▸ **DAFTAR TUGAS**:
1. Terjemahkan kalimat dari kisah Syekh Abdul Qadir berikut ke dalam bahasa Inggris: "Orang itu menaiki tangga dengan seruling di bahunya."
2. Menurut kisah Syekh Abdul Qadir, ke pemakaman mana Abu al-Ridha disuruh pergi?
3. Lanjutkan kisah Syekh Abdul Qadir mulai setelah kalimat terakhirnya.

Senin, Januari 12, 2009

Bernyanyi Untuk Sang Maha Hidup

Pelayan Syekh Abdul Qadir Al Jilani qs yang setia, Abu al-Ridha meriwayatkan:

Suatu hari ketika berkhotbah, Syekh berhenti di tengah sebuah kalimat, lalu berkata, “Aku tidak akan melanjutkan kecuali jika kalian memberikan seratus keping emas saat ini juga!” Orang-orang bergegas mengumpulkan seratus dinar dan meletakkannya di tanganku. Mereka lalu terpaku kebingungan. Mereka menatap syekh dengan takjub. Kubawa uang itu kepadanya. Tetapi ia mengembalikannya dan berkata, “Hai Abu al-Ridha, pergilah ke pemakaman al-Syuniziyah. Di sana, kau akan bertemu dengan seorang tua yang meniup suling di kuburan. Berikan emas ini kepadanya dan ajaklah ia untuk menemuiku!”

Aku bergegas ke pemakaman itu. Benar saja, kulihat seorang tua tengah meniup suling dan bernyanyi di kuburan . Kuucapkan salam dan kuserahkan kantong berisi emas itu kepadanya. Ia terperanjat, berteriak panjang lalu jatuh tak sadarkan diri.

Ketika ia siuman, aku mengantarnya kepada SYEKH ABDUL QADIR AL JAILANI Q.S., yang memintanya untuk naik ke mimbar. Orang itu menaiki tangga dengan seruling di bahunya. Syekh berkata kepadanya, “Sahabatku, berceritalah kepada mereka!”

▸ **MATERI YANG DIBERIKAN**:
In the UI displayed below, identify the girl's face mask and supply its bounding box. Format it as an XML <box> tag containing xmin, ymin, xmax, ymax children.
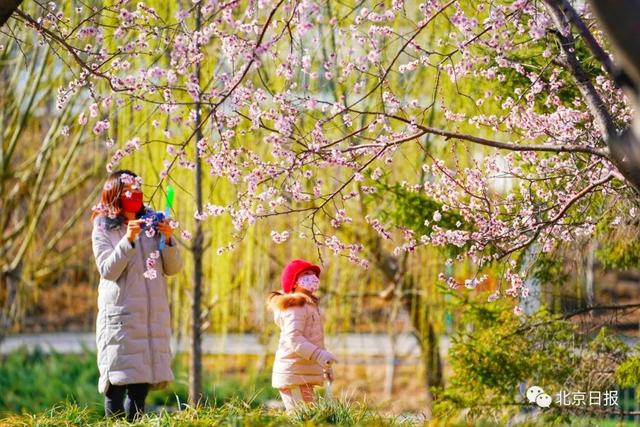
<box><xmin>298</xmin><ymin>274</ymin><xmax>320</xmax><ymax>293</ymax></box>
<box><xmin>120</xmin><ymin>191</ymin><xmax>142</xmax><ymax>213</ymax></box>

▸ **JAWABAN TIAP TUGAS**:
1. The man climbed the stairs with the flute on his shoulder.

2. Pemakaman al-Syuniziyah.

3.
Peniup seruling itu pun bercerita bahwa di masa mudanya, ia adalah peniup suling paling kesohor. Namun, ketika usianya beranjak tua, tak seorangpun yang menyewa atau ingin mendengarkan nyanyiannya. Karena sedih dan merasa diabaikan semua orang, ia bersumpah tidak akan pernah bernyanyi untuk siapa pun kecuali untuk orang mati.

Ia pun datang ke pemakaman. Ketika ia duduk di sana sambil bernyanyi dan meniup suling, kuburan yang paling dekat dengannya terbelah! Penghuni kuburan itu mengangkat kepalanya dan berkata, “Apakah kau akan terus bernyanyi untuk orang mati sepanjang umurmu?” Bernyanyilah sekali saja untuk Sang Mahahidup, untuk Allah, niscaya Dia akan memberimu jauh lebih banyak daripada apa yang pernah kau terima selama ini, bahkan lebih banyak dari apa yang pernah kau harapkan!” Ia terkejut, takut dan jatuh tak sadarkan diri, ketika sadar ia mulai bernyanyi :

Duh Tuhanku, kelak ketika aku bertemu dengan-Mu tak kumiliki bekal sedikit juga, kecuali permohonan dan harapan akan rahmat-Mu.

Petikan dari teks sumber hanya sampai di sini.